## GIVEN REQUEST
Extract each line from the items below that contains the string "shorts". The match is case-sensitive.

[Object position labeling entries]
....

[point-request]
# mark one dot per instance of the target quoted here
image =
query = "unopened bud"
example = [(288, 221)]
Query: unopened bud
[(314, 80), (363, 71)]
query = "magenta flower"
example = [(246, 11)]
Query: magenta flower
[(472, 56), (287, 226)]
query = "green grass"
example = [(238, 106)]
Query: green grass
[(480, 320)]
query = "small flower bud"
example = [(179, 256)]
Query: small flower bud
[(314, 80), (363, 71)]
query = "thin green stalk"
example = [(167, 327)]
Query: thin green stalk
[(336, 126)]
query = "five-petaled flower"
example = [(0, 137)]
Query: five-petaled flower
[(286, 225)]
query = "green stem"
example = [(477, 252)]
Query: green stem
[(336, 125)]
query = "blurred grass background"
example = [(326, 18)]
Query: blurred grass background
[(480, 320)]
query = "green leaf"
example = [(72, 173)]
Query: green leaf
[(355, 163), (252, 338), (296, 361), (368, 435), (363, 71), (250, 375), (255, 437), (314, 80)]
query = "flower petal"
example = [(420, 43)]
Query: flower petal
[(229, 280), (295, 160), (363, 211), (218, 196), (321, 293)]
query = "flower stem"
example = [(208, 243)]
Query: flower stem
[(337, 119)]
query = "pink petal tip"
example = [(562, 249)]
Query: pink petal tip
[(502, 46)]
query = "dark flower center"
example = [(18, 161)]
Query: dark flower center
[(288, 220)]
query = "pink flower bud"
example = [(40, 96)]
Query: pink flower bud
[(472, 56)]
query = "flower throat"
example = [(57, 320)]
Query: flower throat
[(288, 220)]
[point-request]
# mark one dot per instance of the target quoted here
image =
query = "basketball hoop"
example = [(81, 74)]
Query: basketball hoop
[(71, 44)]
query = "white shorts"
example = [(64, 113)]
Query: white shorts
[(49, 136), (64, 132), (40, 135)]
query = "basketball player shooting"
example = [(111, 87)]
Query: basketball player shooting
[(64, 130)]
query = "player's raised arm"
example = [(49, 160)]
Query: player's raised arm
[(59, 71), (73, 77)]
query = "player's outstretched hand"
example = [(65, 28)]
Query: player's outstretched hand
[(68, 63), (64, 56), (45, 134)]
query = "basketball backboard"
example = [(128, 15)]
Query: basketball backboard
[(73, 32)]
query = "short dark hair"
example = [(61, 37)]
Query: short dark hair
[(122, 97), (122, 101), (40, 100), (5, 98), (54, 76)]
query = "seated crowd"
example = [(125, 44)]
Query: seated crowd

....

## TASK RESPONSE
query = "white shorts"
Query: white shorts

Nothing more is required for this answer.